Brief | Each line of the records below that contains "write" needs to be copied.
--- Provided information ---
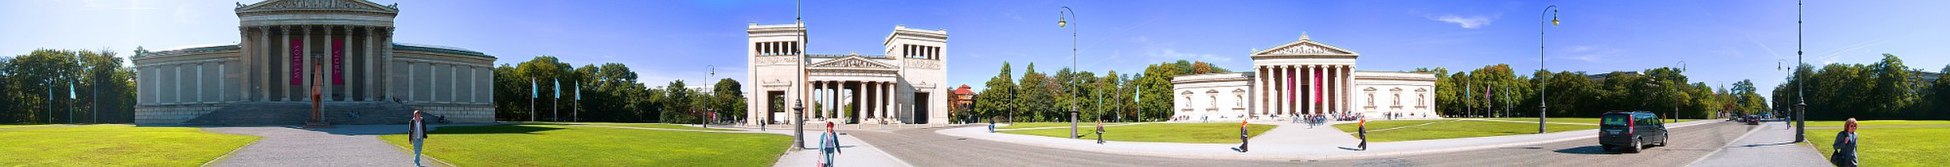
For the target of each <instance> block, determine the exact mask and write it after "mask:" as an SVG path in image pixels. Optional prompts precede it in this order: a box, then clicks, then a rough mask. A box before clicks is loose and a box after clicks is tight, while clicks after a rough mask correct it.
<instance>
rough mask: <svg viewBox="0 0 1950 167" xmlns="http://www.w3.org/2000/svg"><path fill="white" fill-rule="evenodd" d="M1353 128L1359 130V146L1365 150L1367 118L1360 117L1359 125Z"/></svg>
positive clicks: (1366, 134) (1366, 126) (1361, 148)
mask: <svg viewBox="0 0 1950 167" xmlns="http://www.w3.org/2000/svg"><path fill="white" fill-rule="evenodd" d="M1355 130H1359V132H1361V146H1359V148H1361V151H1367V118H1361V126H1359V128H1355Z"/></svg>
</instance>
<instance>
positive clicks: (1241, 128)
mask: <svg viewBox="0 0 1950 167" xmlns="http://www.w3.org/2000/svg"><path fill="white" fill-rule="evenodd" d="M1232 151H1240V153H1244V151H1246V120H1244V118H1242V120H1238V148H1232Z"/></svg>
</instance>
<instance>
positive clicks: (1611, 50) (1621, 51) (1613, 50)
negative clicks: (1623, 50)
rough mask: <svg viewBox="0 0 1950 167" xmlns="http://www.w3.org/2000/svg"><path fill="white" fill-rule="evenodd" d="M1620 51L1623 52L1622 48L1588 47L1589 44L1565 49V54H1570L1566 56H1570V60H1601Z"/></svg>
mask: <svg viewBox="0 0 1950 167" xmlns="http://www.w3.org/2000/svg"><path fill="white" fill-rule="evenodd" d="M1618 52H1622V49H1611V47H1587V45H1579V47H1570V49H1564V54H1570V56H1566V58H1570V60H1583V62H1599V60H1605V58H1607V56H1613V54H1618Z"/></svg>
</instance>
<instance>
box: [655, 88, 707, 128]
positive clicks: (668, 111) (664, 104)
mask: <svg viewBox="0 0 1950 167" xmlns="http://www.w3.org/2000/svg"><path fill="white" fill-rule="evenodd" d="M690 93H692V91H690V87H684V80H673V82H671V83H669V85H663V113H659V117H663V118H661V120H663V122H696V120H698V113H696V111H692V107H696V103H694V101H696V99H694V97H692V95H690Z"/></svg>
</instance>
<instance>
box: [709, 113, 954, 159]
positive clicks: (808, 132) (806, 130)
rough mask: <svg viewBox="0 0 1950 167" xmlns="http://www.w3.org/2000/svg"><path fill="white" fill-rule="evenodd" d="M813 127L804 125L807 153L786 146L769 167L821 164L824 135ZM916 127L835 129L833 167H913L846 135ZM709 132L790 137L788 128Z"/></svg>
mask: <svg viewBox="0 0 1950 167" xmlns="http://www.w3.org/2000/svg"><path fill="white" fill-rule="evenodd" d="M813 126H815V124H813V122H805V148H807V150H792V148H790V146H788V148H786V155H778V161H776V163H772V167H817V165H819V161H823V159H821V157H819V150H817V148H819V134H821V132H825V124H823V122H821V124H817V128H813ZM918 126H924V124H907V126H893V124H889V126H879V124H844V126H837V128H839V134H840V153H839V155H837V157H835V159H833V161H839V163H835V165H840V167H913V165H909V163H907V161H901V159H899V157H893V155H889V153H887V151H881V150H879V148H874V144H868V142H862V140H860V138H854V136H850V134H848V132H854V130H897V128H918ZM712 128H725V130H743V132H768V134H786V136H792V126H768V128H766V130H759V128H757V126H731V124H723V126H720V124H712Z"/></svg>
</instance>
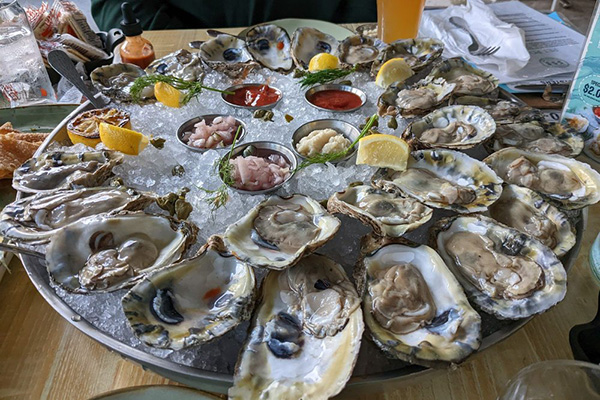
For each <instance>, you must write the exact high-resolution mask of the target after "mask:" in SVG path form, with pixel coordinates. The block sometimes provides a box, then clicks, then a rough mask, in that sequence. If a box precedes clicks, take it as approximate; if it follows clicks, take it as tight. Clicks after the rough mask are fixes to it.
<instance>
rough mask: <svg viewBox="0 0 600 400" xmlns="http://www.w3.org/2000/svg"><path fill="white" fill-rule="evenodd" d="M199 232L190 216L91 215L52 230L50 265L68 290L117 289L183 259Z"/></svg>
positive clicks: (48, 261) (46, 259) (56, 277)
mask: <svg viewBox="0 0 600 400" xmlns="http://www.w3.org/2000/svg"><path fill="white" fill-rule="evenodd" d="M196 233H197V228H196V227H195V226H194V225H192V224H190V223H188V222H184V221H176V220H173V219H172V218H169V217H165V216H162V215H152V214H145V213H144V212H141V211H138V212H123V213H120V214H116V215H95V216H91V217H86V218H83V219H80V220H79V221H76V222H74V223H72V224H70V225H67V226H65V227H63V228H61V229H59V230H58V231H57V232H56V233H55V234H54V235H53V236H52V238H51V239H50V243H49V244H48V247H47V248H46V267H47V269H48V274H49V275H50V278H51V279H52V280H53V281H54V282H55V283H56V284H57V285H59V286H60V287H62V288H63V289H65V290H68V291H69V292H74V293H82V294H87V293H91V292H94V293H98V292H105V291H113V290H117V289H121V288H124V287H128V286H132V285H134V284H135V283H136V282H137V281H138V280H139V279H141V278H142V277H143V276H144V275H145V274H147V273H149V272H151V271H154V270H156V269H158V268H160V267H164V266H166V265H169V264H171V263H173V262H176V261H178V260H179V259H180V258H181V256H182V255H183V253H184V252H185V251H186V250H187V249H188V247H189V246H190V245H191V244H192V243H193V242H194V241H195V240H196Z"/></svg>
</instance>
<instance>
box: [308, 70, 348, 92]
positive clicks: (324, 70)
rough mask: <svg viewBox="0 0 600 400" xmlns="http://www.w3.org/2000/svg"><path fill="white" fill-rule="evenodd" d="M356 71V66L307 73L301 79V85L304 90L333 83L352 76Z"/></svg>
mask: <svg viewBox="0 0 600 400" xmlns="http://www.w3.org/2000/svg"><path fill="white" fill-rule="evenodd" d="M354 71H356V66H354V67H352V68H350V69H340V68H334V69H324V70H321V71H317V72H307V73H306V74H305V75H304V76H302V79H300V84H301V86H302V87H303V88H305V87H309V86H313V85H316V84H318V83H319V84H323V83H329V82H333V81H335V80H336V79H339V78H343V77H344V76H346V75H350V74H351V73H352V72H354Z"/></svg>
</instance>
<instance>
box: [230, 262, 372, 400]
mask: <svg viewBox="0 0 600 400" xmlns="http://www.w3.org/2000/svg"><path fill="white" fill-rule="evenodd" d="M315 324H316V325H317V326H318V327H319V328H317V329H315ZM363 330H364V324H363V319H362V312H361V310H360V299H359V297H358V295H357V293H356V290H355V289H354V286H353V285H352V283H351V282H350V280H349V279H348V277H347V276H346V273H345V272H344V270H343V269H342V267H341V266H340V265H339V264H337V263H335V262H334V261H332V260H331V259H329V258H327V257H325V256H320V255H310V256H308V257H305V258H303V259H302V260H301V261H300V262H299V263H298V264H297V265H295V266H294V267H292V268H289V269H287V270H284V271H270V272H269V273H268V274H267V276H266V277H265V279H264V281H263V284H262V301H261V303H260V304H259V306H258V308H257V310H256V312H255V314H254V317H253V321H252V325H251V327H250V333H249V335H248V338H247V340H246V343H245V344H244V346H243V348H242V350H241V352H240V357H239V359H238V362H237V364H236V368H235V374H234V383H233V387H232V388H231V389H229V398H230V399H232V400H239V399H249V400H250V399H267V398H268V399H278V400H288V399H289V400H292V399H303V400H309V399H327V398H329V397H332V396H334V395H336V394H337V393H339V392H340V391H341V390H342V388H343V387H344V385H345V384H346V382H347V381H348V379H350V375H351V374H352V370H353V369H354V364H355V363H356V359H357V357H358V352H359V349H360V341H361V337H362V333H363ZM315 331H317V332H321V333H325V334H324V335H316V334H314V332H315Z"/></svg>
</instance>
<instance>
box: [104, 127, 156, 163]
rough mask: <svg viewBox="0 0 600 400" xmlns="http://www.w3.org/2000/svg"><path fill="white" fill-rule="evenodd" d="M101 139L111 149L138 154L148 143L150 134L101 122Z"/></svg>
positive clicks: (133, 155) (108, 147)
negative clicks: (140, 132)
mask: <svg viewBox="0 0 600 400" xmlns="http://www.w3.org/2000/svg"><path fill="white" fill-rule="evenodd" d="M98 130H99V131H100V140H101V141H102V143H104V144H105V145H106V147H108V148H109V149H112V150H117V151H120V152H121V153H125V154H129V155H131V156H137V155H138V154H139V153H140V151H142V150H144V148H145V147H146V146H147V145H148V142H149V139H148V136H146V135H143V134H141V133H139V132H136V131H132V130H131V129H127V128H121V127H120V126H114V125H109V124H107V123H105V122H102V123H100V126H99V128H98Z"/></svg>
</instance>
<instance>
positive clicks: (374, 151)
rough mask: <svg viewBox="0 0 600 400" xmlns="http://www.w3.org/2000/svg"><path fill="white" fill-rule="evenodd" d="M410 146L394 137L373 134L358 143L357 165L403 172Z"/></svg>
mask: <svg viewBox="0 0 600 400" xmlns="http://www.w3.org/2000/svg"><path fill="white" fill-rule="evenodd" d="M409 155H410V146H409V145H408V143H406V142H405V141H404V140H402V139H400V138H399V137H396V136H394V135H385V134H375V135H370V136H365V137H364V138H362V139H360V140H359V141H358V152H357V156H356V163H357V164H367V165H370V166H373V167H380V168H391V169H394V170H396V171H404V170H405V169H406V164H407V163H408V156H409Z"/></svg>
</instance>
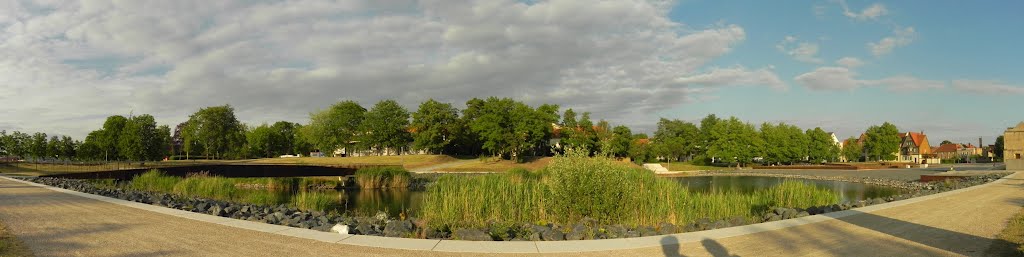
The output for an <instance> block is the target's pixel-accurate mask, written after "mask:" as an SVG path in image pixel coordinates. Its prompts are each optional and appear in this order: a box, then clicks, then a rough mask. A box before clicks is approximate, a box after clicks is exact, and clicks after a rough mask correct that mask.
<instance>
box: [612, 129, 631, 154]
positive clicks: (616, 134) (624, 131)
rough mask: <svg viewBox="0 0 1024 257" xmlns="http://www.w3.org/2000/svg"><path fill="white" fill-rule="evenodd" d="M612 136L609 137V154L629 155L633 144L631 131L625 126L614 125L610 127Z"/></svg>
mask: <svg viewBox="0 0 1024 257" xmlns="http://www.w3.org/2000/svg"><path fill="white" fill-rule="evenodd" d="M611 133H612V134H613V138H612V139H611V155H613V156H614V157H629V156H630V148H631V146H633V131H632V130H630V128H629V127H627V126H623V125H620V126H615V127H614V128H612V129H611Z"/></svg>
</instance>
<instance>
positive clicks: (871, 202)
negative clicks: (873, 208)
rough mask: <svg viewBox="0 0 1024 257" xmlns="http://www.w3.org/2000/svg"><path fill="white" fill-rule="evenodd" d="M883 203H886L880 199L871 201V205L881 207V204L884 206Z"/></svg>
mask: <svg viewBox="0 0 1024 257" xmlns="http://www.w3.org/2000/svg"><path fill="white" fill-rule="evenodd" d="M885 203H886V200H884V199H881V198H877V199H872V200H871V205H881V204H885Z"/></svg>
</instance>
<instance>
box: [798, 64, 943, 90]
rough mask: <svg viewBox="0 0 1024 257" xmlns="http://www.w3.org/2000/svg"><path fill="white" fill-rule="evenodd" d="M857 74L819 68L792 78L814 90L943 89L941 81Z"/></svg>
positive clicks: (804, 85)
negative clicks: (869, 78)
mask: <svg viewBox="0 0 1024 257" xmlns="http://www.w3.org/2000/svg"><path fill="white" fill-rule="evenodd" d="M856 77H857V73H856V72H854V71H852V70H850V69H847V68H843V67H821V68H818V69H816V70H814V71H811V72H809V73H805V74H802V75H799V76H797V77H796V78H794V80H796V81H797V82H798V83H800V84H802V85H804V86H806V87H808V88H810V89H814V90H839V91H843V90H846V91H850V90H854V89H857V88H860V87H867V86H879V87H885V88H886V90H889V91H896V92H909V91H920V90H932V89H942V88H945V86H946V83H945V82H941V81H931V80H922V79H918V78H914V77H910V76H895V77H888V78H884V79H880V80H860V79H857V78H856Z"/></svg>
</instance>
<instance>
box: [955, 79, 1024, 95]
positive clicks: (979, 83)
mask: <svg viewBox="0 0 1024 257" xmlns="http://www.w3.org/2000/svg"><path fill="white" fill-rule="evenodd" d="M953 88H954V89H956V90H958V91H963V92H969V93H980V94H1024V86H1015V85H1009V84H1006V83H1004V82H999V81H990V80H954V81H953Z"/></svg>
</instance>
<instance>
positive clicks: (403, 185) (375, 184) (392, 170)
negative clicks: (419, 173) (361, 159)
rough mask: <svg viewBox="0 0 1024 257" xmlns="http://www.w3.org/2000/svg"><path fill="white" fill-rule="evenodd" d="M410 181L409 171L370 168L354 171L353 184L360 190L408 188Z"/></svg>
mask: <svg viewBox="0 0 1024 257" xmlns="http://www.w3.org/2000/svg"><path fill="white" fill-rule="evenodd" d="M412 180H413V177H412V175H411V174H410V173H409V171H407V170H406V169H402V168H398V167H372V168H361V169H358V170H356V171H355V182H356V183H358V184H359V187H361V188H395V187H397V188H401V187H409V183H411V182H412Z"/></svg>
---
Solution to the exercise |
For the target of each <instance> block, determine the exact mask and write it after "mask:" as an SVG path in image pixels. Optional prompts precede it in this order: a box, then clicks, then a rough mask. A box before clicks is loose and a box after clicks is tight, while clicks after a rough mask correct it.
For each <instance>, you must write the exact high-resolution mask of the target after "mask:" in SVG path form, with pixel coordinates. The block sometimes provides a box, then clicks, then a rough mask, in that sequence. If a box precedes clicks, take it as approximate; if it follows clicks, take it as tight. Clicks after the rough mask are fixes to it.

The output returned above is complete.